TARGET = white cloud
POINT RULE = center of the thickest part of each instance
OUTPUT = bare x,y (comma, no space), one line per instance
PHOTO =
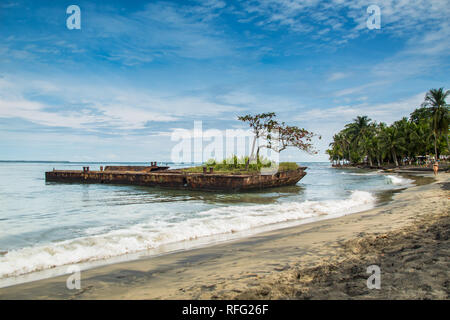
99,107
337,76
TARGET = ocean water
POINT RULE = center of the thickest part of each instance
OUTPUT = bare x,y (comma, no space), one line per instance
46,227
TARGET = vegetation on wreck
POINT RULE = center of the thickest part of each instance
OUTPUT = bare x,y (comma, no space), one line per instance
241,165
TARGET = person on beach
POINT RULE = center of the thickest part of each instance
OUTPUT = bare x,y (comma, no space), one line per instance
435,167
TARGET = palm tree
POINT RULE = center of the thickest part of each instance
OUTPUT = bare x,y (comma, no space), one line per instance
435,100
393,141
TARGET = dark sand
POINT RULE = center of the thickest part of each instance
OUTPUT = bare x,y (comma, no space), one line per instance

■ ■ ■ ■ ■

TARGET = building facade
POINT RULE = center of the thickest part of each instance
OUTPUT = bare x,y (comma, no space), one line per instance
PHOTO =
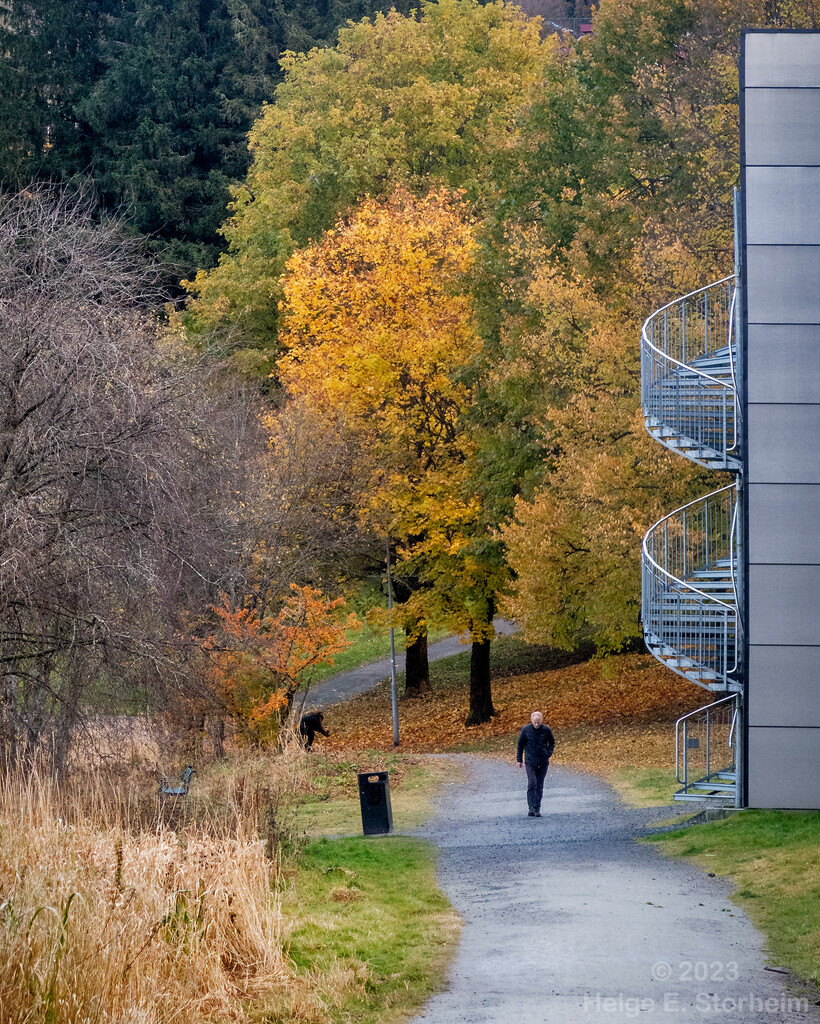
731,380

■ ■ ■ ■ ■

Request: Identify every line in the entries above that contains the string "TARGET" and copy each one. The match is case-sensitive.

Correct result:
TARGET = white cloud
TARGET = ocean water
TARGET = vegetation on wreck
TARGET = person on beach
TARGET = palm tree
TARGET = dark sand
TARGET = building facade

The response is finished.